>>>>

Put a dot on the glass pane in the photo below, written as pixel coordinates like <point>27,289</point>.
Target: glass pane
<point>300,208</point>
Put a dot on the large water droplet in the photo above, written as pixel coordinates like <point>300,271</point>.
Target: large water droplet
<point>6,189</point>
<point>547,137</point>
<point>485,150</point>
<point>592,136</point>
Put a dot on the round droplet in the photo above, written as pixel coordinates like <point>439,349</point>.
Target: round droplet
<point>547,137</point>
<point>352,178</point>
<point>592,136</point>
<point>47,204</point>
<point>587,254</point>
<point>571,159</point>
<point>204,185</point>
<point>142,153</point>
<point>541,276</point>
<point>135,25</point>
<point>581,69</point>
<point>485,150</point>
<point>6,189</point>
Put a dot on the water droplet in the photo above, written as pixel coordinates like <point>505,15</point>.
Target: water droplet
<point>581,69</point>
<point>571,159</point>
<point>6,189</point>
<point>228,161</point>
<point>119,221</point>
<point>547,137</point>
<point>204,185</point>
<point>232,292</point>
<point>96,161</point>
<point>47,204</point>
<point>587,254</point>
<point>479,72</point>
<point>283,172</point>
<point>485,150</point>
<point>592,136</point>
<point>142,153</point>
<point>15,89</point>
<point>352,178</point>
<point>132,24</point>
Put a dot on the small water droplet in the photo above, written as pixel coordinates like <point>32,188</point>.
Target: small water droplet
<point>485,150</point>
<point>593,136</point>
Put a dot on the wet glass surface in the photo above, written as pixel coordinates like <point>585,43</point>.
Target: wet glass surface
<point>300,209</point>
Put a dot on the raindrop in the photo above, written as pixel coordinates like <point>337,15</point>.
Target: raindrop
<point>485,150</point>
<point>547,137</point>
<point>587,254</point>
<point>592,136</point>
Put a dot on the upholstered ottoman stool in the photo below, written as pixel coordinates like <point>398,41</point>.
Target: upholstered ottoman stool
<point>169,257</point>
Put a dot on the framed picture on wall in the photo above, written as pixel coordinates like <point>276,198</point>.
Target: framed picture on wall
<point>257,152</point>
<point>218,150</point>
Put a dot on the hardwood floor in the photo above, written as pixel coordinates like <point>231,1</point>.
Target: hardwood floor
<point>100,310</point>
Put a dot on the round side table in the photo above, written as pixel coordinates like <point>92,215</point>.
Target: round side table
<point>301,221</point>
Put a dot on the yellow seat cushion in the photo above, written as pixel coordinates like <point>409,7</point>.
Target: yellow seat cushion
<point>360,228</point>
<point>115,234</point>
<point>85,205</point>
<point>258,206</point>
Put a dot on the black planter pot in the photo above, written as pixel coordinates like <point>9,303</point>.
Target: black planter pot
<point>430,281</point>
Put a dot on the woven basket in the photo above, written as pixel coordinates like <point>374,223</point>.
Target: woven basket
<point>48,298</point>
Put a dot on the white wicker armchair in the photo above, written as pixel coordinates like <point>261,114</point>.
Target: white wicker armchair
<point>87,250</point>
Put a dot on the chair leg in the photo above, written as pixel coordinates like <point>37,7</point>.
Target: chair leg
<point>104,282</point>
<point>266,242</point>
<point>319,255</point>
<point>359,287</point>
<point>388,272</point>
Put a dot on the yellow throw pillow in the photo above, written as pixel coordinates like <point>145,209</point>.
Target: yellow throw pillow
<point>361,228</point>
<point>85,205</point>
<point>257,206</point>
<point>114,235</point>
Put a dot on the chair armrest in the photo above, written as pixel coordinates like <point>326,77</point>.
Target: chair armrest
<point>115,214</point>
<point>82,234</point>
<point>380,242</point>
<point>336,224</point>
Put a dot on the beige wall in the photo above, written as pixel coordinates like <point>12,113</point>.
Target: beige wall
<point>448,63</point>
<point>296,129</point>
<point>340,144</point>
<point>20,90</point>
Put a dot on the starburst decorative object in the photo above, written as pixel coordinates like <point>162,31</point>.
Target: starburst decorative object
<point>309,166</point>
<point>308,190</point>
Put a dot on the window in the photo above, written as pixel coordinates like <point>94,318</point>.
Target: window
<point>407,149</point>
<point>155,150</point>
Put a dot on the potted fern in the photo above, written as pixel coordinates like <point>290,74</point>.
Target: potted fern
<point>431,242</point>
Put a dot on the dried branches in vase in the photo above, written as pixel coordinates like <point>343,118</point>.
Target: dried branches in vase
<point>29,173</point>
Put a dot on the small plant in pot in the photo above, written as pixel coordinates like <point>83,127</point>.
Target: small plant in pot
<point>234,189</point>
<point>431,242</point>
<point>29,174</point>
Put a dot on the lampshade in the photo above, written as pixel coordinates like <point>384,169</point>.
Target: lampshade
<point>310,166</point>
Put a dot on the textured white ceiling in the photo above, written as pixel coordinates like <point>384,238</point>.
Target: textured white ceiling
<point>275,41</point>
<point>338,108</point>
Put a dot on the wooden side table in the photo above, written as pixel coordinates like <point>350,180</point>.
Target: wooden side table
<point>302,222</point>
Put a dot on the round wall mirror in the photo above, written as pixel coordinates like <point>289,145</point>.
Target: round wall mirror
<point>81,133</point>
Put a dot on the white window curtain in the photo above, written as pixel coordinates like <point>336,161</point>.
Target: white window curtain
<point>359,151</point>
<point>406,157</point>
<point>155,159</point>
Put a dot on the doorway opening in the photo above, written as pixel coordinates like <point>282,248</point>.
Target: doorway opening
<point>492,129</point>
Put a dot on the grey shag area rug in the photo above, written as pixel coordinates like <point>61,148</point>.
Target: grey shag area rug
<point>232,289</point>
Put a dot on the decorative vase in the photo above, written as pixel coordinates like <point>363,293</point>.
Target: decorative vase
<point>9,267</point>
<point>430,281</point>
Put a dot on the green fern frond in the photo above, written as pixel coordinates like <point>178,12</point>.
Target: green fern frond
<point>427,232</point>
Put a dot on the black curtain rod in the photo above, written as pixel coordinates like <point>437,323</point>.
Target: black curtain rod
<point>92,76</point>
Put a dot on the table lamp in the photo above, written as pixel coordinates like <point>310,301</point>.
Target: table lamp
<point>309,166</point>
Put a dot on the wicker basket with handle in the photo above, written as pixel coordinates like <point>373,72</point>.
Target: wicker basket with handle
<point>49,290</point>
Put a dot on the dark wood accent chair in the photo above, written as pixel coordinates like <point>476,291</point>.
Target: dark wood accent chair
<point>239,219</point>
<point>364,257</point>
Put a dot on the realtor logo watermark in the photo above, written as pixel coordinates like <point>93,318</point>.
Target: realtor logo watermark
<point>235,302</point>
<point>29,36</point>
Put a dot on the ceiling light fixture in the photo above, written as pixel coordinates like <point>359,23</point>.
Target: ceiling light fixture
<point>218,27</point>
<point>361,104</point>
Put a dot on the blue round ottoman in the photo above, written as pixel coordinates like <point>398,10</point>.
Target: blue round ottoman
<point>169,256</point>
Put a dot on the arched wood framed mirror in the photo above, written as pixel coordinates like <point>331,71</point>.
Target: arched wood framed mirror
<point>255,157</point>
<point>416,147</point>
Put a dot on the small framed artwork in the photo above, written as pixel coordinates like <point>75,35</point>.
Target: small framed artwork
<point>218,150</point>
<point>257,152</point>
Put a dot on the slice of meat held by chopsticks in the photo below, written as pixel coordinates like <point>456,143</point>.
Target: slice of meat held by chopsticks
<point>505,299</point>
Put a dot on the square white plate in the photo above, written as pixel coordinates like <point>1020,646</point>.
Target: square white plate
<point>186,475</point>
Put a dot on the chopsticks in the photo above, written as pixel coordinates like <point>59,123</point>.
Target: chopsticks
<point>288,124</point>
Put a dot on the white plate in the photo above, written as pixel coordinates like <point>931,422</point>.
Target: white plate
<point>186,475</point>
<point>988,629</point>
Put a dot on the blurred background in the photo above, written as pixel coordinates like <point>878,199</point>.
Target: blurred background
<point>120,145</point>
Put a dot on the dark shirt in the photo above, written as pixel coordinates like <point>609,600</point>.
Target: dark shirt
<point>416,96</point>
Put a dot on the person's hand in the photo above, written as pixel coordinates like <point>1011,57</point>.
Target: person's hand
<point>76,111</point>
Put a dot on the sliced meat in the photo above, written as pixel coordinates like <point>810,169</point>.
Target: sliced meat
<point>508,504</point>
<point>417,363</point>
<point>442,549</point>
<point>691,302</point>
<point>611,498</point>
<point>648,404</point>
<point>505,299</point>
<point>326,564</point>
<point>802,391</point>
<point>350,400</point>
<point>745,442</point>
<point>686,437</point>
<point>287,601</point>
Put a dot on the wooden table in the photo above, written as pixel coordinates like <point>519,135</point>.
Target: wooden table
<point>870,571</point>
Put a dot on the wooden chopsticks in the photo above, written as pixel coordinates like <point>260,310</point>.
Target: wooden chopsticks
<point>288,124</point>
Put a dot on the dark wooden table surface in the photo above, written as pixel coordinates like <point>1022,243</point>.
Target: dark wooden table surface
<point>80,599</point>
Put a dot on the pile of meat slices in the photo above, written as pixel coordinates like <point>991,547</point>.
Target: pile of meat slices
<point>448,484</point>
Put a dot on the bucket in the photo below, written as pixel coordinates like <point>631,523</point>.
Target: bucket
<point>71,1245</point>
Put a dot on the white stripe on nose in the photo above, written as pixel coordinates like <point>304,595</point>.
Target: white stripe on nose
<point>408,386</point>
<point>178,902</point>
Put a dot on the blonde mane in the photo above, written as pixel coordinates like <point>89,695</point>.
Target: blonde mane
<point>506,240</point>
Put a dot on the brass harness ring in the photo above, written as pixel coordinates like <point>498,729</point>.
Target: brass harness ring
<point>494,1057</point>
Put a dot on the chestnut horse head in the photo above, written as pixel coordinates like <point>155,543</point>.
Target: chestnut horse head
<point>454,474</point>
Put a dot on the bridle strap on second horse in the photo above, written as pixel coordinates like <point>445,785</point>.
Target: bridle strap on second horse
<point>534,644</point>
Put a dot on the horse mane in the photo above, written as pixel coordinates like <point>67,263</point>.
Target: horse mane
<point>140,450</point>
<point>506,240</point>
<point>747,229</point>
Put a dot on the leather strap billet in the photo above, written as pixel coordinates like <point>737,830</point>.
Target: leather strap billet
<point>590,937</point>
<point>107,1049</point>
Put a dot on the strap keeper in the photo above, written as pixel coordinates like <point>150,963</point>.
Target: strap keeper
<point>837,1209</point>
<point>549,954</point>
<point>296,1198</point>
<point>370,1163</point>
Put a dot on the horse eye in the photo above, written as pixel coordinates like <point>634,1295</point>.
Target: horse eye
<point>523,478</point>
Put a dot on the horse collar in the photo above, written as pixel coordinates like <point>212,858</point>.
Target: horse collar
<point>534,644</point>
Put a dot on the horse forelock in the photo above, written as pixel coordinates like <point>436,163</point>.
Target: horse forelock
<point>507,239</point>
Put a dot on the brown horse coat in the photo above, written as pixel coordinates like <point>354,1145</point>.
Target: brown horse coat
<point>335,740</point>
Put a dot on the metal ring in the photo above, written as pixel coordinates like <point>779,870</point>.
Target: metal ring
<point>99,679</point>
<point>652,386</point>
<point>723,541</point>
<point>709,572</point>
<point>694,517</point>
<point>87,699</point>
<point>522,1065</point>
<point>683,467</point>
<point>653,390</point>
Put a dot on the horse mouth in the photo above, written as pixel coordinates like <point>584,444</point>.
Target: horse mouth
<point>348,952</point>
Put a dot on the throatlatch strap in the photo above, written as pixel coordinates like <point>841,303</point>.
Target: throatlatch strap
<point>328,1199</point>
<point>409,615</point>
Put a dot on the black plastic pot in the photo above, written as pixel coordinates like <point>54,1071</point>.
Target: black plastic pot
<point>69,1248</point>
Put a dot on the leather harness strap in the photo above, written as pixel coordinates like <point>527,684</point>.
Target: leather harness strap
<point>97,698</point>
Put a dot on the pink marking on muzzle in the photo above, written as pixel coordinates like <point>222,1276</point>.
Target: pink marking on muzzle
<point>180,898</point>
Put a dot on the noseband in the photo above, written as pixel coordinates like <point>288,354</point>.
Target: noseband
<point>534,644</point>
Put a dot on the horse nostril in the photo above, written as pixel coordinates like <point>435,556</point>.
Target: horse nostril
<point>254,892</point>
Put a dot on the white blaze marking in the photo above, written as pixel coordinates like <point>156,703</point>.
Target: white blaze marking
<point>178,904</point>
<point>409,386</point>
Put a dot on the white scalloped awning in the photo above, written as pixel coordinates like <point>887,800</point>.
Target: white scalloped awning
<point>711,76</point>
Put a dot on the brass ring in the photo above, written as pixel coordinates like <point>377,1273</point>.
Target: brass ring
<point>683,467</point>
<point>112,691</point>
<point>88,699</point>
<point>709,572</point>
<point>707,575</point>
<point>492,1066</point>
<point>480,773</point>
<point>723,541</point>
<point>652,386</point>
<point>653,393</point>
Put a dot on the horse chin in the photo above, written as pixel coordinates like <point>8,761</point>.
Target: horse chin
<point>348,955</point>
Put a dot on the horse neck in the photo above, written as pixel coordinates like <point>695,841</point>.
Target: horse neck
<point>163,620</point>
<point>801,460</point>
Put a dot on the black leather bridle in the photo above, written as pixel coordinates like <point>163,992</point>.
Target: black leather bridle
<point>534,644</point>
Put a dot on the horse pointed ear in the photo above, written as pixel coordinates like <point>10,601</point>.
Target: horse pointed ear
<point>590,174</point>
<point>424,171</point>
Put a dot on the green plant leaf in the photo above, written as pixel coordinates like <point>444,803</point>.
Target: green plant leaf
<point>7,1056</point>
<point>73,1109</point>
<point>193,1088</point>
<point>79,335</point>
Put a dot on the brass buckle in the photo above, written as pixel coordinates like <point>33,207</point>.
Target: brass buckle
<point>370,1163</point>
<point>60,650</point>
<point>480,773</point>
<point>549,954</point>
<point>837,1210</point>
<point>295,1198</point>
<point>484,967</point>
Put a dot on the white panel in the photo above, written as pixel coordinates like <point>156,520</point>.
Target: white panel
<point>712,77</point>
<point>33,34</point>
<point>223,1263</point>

<<<<

PROMPT —
Rewrite the records as a numbered list with blank lines dropped, starting with the line that contains "Put a dot on the person's" and going on through the line that contains "<point>448,484</point>". Include only those lines.

RESPONSE TO THIS EXERCISE —
1. Put a dot on the person's hand in the photo above, written as pixel coordinates like <point>1011,57</point>.
2. Target: person's hand
3. <point>76,111</point>
4. Put a dot on the sliced meat in the photo above, written as pixel coordinates like <point>810,169</point>.
5. Target: sliced meat
6. <point>508,504</point>
7. <point>417,363</point>
8. <point>442,549</point>
9. <point>691,302</point>
10. <point>611,498</point>
11. <point>648,404</point>
12. <point>505,299</point>
13. <point>326,564</point>
14. <point>802,391</point>
15. <point>350,400</point>
16. <point>745,442</point>
17. <point>686,437</point>
18. <point>287,601</point>
19. Put a dot on the wooden table in the photo above, written as pixel coordinates like <point>519,135</point>.
20. Target: wooden table
21. <point>870,571</point>
22. Put a dot on the wooden chopsticks in the photo above, written as pixel coordinates like <point>260,310</point>.
23. Target: wooden chopsticks
24. <point>288,124</point>
25. Put a dot on the dark wooden table surface in the photo above, written as pixel coordinates like <point>1022,243</point>.
26. Target: dark wooden table surface
27. <point>80,599</point>
28. Put a dot on the pile of meat slices in the photo above, written as pixel coordinates like <point>991,547</point>.
29. Target: pile of meat slices
30. <point>448,484</point>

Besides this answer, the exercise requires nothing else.